SELECTED EXCERPT >>
As I recall a single CN is good for up to 6 rats. The pans are available here: http://www.bassequipment.com/foundations/store/scresults.asp?category=245*Critter_Replacement_Pans. The stainless are best, the galvanized should be painted or coated. I used epoxy paint. I only used the pans on the bottom, but they do have pans for the shelves if you want to use loose bedding on the shelf, too.


----------



## Felix (Oct 25, 2015)

I'm considering using fleece but kind of confused how that works. For one thing, I don't want to use paper clips.. aren't there fleeces that can be sleeved over the shelves, etc? And do I have to keep replacing fleece? (I'm talking every few months not like every year) Sorry I'm new to the idea of it as bedding, so any clarification would be helpful!


----------



## raindear (Mar 3, 2015)

I sew fleece into shelf covers. Sew them together like pillowcases leaving some to fold over and tuck in the bottom. Ebay and Etsy have some ready made covers, but they run a bit expensive. The marketplace here may have some people who make them. How often they have to be replaced depends on how much your rats chew on them. They can last a long time if they aren't chewed to lace by your babies.

SHORT PROBLEM 1 >>
Copy the stretch of the records below from the line containing "Reviewer note: confirm that each instance of the weathered" through the end of the records, keeping every line and raising each coordinate value by 61.

THE DATA >>
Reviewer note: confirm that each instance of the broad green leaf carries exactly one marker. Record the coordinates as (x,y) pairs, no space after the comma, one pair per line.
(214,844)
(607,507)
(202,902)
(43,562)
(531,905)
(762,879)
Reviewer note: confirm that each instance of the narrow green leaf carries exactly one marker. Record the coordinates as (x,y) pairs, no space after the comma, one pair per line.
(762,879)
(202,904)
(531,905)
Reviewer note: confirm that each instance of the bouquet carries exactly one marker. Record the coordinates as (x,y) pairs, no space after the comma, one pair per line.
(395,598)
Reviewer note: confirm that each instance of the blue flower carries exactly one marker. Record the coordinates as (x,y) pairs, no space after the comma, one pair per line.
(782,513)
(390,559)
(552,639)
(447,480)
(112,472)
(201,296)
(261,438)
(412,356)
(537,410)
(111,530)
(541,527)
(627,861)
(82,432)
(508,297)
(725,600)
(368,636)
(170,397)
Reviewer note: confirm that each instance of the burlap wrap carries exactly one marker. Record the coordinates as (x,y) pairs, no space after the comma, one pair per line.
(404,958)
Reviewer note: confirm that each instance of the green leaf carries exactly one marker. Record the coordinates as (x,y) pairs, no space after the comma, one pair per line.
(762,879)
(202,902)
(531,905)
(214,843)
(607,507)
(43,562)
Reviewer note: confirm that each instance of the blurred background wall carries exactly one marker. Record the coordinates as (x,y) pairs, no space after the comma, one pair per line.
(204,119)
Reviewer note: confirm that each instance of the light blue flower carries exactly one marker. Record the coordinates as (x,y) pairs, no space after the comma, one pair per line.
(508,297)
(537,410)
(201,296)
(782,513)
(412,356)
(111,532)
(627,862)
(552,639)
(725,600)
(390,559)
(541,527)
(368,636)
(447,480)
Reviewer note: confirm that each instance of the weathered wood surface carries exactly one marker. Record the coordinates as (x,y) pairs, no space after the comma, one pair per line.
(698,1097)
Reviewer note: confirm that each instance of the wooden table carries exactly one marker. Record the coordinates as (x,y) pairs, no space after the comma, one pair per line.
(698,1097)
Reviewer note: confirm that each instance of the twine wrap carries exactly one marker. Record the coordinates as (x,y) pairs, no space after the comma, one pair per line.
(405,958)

SHORT PROBLEM 2 >>
According to the forum thread, what determines how often fleece shelf covers have to be replaced?

CORRECT ANSWER 1 >>
Reviewer note: confirm that each instance of the weathered wood surface carries exactly one marker. Record the coordinates as (x,y) pairs, no space after the comma, one pair per line.
(759,1158)
Reviewer note: confirm that each instance of the wooden table carries exactly one marker. Record the coordinates as (x,y) pairs, no space after the comma, one pair per line.
(759,1158)
Reviewer note: confirm that each instance of the twine wrap carries exactly one marker. Record the coordinates as (x,y) pairs, no space after the comma, one pair per line.
(466,1019)

CORRECT ANSWER 2 >>
How much the rats chew on them.